### Excerpt to read

# How to door handle,footwell & puddle lights.



## harrismhome (Nov 14, 2009)

Due to the pm's I have received from a previous post viewtopic.php?f=2&t=148223.
I thought I'd just put this how to together to hopefully help those who would like to attempt it forthemselves. I'm no expert myself but am always willing to give it a go and if it fails, I'll try again until I get it right.
So if you have any Q's I'll do my best to answer - I am not going to go to every last detail such as how to route cables etc but can tell you I will where possible follow existing looms and always make the job look neat which usually also means safe too a little thought and the use of the most important tool in the box (Your eyes) saves a shite load of grief later.
















I used these http://cgi.ebay.co.uk/ws/eBayISAPI.dll? ... 0366343368 which come with the resistors you'll need








First job was to remove the smd to do this i used a craft knife as a lever beneath it whilst desoldering one side at a time.









Take note that the bulb is marked to show polarity i.e. this is Neg "-" 









I have used house alarm cable, this is about the same gauge as telephone cable .
Here you can see that the insulation has burnt back and that the cable continues on . Trim the tails at the arrows flush with the bulbs.









Here you can see I have forced the insulation forward as far as
possible by holding the other end of the copper cable with a pliers
and using thumb and forefinger to force the insulation along the full length of the cable until I get the insulation against the smd.









To remove the handle from the door, open the door and look at it end on, there is a hole obviously handle height and is positioned towards the outer skin of the door. 
Now pull the door handle whilst using a Torx 20 driver (yes it will do it) to unscrew the screw. This screw is only rotating a formed plate 20 degrees or so approx 6 - 8 turns and is not meant to be fully removed as this will lead unnecessary work and fiddling around so be careful.

######
### Entries provided

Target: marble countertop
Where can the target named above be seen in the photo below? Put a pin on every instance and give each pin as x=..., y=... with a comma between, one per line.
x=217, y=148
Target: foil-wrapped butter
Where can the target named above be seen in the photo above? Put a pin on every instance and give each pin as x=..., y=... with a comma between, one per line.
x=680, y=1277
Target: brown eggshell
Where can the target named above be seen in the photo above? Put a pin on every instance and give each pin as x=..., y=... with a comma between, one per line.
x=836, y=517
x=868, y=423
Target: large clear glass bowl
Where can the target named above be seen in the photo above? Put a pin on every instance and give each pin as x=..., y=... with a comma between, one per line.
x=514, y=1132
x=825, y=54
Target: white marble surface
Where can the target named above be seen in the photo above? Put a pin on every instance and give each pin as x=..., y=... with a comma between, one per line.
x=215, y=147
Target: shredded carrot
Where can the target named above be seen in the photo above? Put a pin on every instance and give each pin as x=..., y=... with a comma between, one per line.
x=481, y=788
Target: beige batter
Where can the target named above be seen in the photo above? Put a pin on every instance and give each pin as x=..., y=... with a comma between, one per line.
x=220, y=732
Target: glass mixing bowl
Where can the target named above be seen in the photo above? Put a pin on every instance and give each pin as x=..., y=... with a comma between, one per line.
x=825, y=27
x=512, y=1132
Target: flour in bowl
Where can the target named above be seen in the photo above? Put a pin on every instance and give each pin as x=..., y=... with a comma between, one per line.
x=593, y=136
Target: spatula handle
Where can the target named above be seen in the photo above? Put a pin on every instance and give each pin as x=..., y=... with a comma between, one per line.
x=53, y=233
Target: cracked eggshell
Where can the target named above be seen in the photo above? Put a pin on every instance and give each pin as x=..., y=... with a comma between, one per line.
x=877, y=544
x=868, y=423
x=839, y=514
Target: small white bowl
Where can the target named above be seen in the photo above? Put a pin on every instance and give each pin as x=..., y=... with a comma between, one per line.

######

--- Given request 1 ---
In the guide to fitting door handle, footwell and puddle lights, which driver is used to undo the screw when taking the handle off the door?
--- Given request 2 ---
Translate this sentence from the door lights guide into Spanish: "Here you can see that the insulation has burnt back and that the cable continues on."
--- Given request 3 ---
Resume the guide to fitting door handle, footwell and puddle lights, starting right after its last sentence.

--- Task answer 1 ---
A Torx 20 driver.

--- Task answer 2 ---
Aquí se puede ver que el aislamiento se ha quemado hacia atrás y que el cable continúa.

--- Task answer 3 ---
Now ease out the lock to reveal the cable housing, just take note of the position of the cable with in the handle - you will need to get that back as close to it's original position for the door to open properly now disconnect the cable.









Pull the handle towards the now open lock space as shown.

















Ease back the rubber cover (1) I used a dremmel to remove the web castings (2) to allow the smd and cables to be inserted .









Machine out a hole to accept the smd. A little at a time checking as you go by offering the smd until your happy with the fit









Place a spot of hot glue in front of the smd to create a protective film.









Thread the cables through the rubber, cut the rubber (1) Insert the smd and seal with a hot glue gun (2)this will insulate and water proof the parts, pull the rubber forward whilst the glue is still hot(3)









Refitting the handle is just a reverse of the removal procedure - if when you try to open the door you find it doesn't open properly e.g. needs to be pulled twice you will need put more tension on the cable.
I have also run another 2 smds into the mirror to cast light onto the floor again fixing and insulating them using the hot glue gun with a clear glue.
To remove the door card pull back the rubber seals at both ends of the door.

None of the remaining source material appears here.